Aim of the exercise – Print each item below word for word, and leave the pictures out of your answer.

───── Supplied material

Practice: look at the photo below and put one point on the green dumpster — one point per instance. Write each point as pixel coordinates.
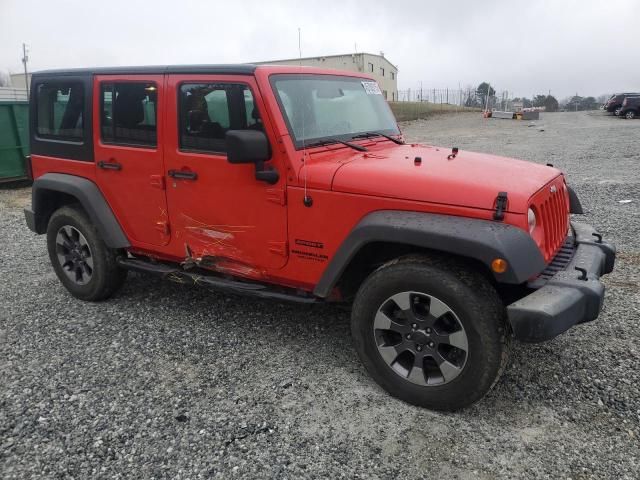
(14, 140)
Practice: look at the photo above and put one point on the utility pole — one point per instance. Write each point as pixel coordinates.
(25, 59)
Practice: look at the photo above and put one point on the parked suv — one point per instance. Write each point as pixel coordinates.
(630, 107)
(295, 184)
(614, 104)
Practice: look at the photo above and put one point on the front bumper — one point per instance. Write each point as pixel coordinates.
(570, 296)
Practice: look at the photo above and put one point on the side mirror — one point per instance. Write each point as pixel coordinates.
(247, 146)
(251, 146)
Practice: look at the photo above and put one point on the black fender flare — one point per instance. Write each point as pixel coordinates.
(88, 195)
(574, 202)
(482, 240)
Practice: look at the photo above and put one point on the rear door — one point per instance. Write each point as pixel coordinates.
(222, 218)
(129, 154)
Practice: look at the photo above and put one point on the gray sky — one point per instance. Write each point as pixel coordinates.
(525, 47)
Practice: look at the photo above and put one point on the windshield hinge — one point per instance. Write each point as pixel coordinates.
(277, 196)
(501, 206)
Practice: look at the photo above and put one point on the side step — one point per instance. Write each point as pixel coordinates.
(207, 279)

──────────

Response below –
Practice: look at the photo below and put one point on the green dumpster — one point per instance. Write each point as pixel coordinates.
(14, 140)
Practice: look at the photo above and put one point on the utility pole — one point per instance. Write each point as pixel coordinates.
(25, 59)
Practice: look at the photo above and put one point on the parked suv — one point per instance. Write each point as pixel coordinates.
(630, 107)
(295, 184)
(614, 104)
Practice: look at the photo above and put one point on the front bumper — one point per instance. Write each point as pixel coordinates.
(570, 296)
Practice: look at the photo above and put one point on the side mirror — one point per instance. Write each point as pixel coordinates.
(247, 146)
(251, 146)
Practice: look at the photo above and put one point on the black fender flare — one point per instance. Write each point as pixel coordinates.
(88, 195)
(574, 202)
(482, 240)
Practice: look at the photo above and put one point on the rear door — one point per instance. Write each point as pixel coordinates.
(222, 218)
(129, 154)
Practice: look at the photo above and put one point on the gray sky — one point per instance. Write each point as pixel coordinates.
(525, 47)
Practice: look at the photo above and put one point on the windshield hinge — one point per instance. Write each point as pixel coordinates.
(277, 196)
(501, 206)
Practice: look at the photo above and put one point on the side step — one point per instance. Write each point as pixel coordinates.
(207, 279)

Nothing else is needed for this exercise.